WORK ITEM |
The lines to reproduce run from the one containing "Target: snow-covered ground" to the end of the listing. Reproduce them exactly, both ends included, and nothing else.

RECORDS |
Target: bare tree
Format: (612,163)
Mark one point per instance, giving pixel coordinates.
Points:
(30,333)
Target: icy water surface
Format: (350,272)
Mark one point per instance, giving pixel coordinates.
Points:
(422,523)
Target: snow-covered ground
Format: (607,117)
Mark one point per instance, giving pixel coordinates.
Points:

ANSWER TO THIS TASK |
Target: snow-covered ground
Format: (607,117)
Mark one point per instance, giving pixel coordinates.
Points:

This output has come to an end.